■ Excerpt provided ■

****************

How did this topic come to be?  Aside from the fact that I may or may not have suffered from this syndrome and it’s accompanying guilt when I do not do all the crap?

Well, I received two messages yesterday.  One on vox from a friend of mine and one a text.  These are exact quotes:

Mommy A:  Ahhhh! It’s so hard! Attended a informational breakfast meeting this morning at school. I don’t know about you but I am always so tempted to jump in and volunteer to lead so much – room mom, Girl Scouts, etc. I’m really trying to do less this year. Quality versus quantity. Have another school meeting next week. Lord help me. Restraint is not easy. Stepping back is not my strong suit.

Mommy B: I have had to set an appointment with myself which has come at the cost of other’s people’s plans. And it’s interesting to see people’s reactions to this. What I’m finding is the people who have the most shocked reaction, like ‘what do you mean,’ are the people who do the same thing. They’ve learned to set boundaries, and they’ve held to them, but apparently can’t accept anyone else’s.  I’m sorry everybody in the world, I have to take the summer off. So, whatever that means for everything else, so sorry, see you when we start back.  I have had to tell people no! Sorry, I don’t know what to tell you, I’m not going to feel guilty.

Isn’t that fascinating??? Don’t you relate to every single word of Mommy A and don’t you want to figure out how to get to where Mommy B did?

Some of you have no problem saying no.  You can dole out the no’s without flinching.  But a lot of us, especially when it comes to stuff for our kids, are spitting out yeses through gritted teeth even when we know no is the right answer.

****************

■ Study material ■
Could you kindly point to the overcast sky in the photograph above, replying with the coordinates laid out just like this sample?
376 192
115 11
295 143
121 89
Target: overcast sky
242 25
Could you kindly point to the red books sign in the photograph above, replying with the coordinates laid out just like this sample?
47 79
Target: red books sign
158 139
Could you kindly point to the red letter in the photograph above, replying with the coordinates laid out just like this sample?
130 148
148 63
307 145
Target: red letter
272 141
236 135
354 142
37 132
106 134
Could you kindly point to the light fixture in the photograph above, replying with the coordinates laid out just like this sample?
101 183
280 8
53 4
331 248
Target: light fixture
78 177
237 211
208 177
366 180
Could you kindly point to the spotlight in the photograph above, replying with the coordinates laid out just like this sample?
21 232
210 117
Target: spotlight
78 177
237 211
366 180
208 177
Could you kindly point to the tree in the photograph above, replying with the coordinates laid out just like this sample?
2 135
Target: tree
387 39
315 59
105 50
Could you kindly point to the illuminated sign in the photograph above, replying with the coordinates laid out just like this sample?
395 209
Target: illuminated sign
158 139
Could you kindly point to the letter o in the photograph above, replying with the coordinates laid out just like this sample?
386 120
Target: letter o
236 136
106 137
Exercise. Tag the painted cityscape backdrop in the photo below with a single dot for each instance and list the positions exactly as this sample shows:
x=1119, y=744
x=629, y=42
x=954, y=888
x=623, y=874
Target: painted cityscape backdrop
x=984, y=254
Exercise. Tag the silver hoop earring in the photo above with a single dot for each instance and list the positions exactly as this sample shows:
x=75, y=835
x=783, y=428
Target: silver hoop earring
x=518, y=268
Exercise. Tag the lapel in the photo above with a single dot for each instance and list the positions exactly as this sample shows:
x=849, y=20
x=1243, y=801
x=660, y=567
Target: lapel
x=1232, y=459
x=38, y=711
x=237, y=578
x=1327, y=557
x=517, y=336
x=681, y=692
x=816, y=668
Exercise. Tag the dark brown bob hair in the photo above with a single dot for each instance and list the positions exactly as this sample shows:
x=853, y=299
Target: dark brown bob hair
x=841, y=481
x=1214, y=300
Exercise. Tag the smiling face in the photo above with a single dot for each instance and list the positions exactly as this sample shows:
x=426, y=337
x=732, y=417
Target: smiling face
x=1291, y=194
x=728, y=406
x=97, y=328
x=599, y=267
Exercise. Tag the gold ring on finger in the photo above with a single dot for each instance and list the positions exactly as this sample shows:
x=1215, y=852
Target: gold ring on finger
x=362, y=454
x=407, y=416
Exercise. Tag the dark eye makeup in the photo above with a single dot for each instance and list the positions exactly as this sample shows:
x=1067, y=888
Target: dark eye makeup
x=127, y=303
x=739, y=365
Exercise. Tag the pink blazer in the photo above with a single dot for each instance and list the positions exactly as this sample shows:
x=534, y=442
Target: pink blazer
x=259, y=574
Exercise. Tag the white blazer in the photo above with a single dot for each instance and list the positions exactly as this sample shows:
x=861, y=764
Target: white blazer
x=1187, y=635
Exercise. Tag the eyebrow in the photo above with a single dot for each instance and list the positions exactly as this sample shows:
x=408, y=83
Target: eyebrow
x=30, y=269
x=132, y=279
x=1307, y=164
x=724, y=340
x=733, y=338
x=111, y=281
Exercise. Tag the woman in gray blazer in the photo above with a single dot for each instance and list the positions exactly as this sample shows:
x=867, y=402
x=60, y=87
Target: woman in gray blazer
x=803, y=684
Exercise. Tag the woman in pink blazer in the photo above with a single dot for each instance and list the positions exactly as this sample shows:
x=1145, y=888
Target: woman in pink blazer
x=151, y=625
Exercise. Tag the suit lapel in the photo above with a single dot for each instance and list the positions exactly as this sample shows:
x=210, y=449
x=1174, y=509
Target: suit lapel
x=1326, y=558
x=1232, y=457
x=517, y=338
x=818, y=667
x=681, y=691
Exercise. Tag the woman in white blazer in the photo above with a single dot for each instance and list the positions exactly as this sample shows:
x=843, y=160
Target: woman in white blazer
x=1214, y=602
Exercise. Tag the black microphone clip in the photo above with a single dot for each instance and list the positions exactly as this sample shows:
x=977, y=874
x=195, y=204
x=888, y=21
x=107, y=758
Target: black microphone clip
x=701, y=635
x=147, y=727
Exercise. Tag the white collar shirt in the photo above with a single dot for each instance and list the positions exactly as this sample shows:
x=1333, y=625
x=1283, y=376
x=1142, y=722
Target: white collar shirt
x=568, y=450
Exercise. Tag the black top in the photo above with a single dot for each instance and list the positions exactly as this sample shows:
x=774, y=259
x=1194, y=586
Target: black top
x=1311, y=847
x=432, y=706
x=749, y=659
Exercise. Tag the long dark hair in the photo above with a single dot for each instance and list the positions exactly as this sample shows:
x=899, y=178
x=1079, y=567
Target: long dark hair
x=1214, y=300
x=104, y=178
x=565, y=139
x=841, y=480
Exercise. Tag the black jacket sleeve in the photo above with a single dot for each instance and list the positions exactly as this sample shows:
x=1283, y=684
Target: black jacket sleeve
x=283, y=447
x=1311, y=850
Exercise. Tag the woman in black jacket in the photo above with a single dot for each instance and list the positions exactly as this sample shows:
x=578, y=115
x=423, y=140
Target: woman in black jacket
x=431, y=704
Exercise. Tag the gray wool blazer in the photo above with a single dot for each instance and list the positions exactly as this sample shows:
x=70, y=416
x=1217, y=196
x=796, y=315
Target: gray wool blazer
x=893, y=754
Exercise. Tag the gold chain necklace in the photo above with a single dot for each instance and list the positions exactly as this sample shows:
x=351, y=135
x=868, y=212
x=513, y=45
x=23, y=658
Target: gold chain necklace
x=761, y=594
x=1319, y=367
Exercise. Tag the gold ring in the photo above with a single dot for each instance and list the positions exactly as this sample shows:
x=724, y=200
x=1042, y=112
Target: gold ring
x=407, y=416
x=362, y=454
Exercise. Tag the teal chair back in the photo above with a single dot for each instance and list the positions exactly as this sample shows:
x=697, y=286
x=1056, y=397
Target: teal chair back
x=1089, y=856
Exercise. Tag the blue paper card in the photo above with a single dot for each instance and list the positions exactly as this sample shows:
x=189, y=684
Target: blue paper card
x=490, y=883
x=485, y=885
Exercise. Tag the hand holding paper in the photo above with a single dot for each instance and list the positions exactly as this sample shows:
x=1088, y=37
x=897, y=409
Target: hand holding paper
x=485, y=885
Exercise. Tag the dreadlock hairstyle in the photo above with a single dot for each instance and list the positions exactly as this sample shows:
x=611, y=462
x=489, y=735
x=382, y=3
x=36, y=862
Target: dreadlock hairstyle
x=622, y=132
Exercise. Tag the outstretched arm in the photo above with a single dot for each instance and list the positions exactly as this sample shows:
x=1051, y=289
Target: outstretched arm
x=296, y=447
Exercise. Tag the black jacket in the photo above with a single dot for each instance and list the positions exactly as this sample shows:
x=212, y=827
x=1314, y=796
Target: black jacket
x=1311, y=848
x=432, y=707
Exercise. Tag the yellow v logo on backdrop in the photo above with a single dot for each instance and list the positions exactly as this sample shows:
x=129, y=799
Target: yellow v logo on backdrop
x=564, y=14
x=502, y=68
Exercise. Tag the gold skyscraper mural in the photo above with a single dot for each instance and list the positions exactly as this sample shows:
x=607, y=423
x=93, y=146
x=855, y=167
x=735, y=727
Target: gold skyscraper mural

****************

■ Exercise requirements ■
A: Translate this sentence from the excerpt about saying no into Spanish: "Some of you have no problem saying no."
B: Decide whether each statement agrees with the excerpt about saying no. Answer yes or no for each, and quote the words that decide it.
(i) The writer received three messages yesterday.
(ii) Mommy A is trying to do less this year.
(iii) Mommy B expects to feel guilty about telling people no.
C: Take the part of the excerpt about saying no that opens with the words "Isn’t that fascinating???" and closes with "the right answer.". Write it out again, putting "clenched teeth" in place of "gritted teeth".

■ Exercise results ■
A: Algunos de ustedes no tienen ningún problema en decir que no.

B:
(i) No: "I received two messages yesterday."
(ii) Yes: "I’m really trying to do less this year."
(iii) No: "I’m not going to feel guilty."

C:
Isn’t that fascinating??? Don’t you relate to every single word of Mommy A and don’t you want to figure out how to get to where Mommy B did?

Some of you have no problem saying no.  You can dole out the no’s without flinching.  But a lot of us, especially when it comes to stuff for our kids, are spitting out yeses through clenched teeth even when we know no is the right answer.